## Description of the task
Render the lines below as a numbered list, omitting any blank lines.

-- begin --

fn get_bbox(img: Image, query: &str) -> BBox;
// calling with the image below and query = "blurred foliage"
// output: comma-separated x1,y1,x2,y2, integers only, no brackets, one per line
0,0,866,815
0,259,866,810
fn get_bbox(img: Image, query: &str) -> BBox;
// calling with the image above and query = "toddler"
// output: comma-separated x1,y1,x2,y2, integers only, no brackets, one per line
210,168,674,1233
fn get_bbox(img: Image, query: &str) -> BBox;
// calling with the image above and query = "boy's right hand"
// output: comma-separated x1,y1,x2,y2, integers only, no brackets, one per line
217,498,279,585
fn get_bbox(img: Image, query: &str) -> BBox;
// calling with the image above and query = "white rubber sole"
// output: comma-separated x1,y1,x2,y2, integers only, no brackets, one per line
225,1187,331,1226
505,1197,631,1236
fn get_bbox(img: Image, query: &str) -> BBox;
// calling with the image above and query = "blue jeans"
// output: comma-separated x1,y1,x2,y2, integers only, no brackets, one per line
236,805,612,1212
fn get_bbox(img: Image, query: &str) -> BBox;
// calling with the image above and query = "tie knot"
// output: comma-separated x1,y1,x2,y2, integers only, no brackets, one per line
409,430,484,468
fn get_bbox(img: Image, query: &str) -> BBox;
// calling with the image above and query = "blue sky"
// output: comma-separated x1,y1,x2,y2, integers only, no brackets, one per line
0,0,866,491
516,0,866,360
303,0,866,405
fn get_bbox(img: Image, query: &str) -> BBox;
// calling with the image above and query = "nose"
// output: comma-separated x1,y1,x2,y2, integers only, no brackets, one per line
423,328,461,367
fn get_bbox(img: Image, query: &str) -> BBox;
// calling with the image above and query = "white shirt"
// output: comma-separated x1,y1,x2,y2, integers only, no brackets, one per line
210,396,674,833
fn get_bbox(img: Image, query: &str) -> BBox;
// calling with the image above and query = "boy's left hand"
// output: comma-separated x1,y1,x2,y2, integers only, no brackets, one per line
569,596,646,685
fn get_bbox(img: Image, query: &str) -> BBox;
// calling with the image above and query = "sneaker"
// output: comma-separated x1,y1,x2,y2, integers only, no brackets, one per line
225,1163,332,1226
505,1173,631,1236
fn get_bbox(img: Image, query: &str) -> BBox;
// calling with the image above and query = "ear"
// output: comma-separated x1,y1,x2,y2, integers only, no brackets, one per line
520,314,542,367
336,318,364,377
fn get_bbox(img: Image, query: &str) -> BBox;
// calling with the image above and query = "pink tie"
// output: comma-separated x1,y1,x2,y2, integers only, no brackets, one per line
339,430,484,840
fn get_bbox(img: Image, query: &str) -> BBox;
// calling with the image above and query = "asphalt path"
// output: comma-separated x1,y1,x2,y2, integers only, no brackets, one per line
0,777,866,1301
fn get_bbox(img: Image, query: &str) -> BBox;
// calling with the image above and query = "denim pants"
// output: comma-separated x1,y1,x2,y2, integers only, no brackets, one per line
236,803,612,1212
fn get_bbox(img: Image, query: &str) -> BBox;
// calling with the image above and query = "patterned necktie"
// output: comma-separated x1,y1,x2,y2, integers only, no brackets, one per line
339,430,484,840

-- end --

## Response for this exercise
1. fn get_bbox(img: Image, query: &str) -> BBox;
2. // calling with the image below and query = "blurred foliage"
3. // output: comma-separated x1,y1,x2,y2, integers only, no brackets, one per line
4. 0,0,866,815
5. 0,259,866,810
6. fn get_bbox(img: Image, query: &str) -> BBox;
7. // calling with the image above and query = "toddler"
8. // output: comma-separated x1,y1,x2,y2, integers only, no brackets, one per line
9. 210,168,674,1233
10. fn get_bbox(img: Image, query: &str) -> BBox;
11. // calling with the image above and query = "boy's right hand"
12. // output: comma-separated x1,y1,x2,y2, integers only, no brackets, one per line
13. 217,498,279,585
14. fn get_bbox(img: Image, query: &str) -> BBox;
15. // calling with the image above and query = "white rubber sole"
16. // output: comma-separated x1,y1,x2,y2, integers only, no brackets, one per line
17. 225,1187,331,1226
18. 505,1197,631,1236
19. fn get_bbox(img: Image, query: &str) -> BBox;
20. // calling with the image above and query = "blue jeans"
21. // output: comma-separated x1,y1,x2,y2, integers only, no brackets, one per line
22. 236,805,612,1212
23. fn get_bbox(img: Image, query: &str) -> BBox;
24. // calling with the image above and query = "tie knot"
25. // output: comma-separated x1,y1,x2,y2, integers only, no brackets, one per line
26. 409,430,484,468
27. fn get_bbox(img: Image, query: &str) -> BBox;
28. // calling with the image above and query = "blue sky"
29. // output: comma-separated x1,y1,x2,y2, integers only, no brackets, one per line
30. 0,0,866,491
31. 516,0,866,360
32. 303,0,866,405
33. fn get_bbox(img: Image, query: &str) -> BBox;
34. // calling with the image above and query = "nose"
35. // output: comma-separated x1,y1,x2,y2, integers only, no brackets, one per line
36. 423,328,461,367
37. fn get_bbox(img: Image, query: &str) -> BBox;
38. // calling with the image above and query = "white shirt"
39. // output: comma-separated x1,y1,x2,y2, integers only, no brackets, one per line
40. 210,396,674,833
41. fn get_bbox(img: Image, query: &str) -> BBox;
42. // calling with the image above and query = "boy's left hand"
43. // output: comma-separated x1,y1,x2,y2, integers only, no brackets, one per line
44. 569,596,646,685
45. fn get_bbox(img: Image, query: &str) -> BBox;
46. // calling with the image above and query = "sneaker"
47. // output: comma-separated x1,y1,x2,y2, integers only, no brackets, one per line
48. 225,1163,332,1226
49. 505,1173,631,1236
50. fn get_bbox(img: Image, query: &str) -> BBox;
51. // calling with the image above and query = "ear"
52. // output: comma-separated x1,y1,x2,y2, integers only, no brackets, one per line
53. 520,314,542,367
54. 336,318,364,377
55. fn get_bbox(img: Image, query: &str) -> BBox;
56. // calling with the image above and query = "pink tie"
57. // output: comma-separated x1,y1,x2,y2, integers only, no brackets, one per line
58. 339,430,484,840
59. fn get_bbox(img: Image, query: &str) -> BBox;
60. // calling with the image above and query = "asphalt path"
61. // output: comma-separated x1,y1,x2,y2, integers only, no brackets, one per line
62. 0,777,866,1301
63. fn get_bbox(img: Image, query: &str) -> BBox;
64. // calling with the image above and query = "denim pants"
65. // output: comma-separated x1,y1,x2,y2, integers only, no brackets, one per line
66. 236,803,612,1212
67. fn get_bbox(img: Image, query: &str) -> BBox;
68. // calling with the image above and query = "patterned necktie"
69. // output: comma-separated x1,y1,x2,y2, integers only, no brackets, one per line
70. 339,430,484,840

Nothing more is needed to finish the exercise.